The material below contains a line with "point(625, 520)" and a line with "point(514, 319)". Copy exactly those two lines and all lines between them.
====================
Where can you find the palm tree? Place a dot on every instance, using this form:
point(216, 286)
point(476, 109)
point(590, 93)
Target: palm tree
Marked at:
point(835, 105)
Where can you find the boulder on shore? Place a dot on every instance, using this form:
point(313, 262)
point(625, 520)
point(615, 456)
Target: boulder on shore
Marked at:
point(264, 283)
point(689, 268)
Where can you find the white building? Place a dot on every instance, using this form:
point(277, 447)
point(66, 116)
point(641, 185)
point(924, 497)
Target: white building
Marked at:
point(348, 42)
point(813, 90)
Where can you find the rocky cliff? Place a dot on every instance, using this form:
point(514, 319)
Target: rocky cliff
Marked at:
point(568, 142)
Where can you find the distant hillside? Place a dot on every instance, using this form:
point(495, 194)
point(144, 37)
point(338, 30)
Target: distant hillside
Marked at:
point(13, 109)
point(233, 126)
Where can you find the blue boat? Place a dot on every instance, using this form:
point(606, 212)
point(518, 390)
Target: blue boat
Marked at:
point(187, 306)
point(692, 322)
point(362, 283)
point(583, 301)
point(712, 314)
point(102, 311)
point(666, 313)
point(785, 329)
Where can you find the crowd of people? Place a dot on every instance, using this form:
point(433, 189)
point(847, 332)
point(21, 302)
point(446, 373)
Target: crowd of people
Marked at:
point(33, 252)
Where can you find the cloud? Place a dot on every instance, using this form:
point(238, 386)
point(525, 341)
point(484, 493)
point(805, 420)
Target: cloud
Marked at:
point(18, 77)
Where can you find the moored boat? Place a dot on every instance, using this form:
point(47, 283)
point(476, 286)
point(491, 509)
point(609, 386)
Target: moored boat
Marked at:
====================
● **EXPECTED ANSWER**:
point(625, 520)
point(615, 456)
Target: boulder on shore
Marked at:
point(264, 283)
point(689, 268)
Where can you find the white building? Place a dot on every instance, using this form:
point(277, 447)
point(66, 116)
point(641, 185)
point(924, 497)
Target: white building
Marked at:
point(348, 42)
point(813, 90)
Where can you find the rocky cliff? Place a dot on every instance, using this form:
point(514, 319)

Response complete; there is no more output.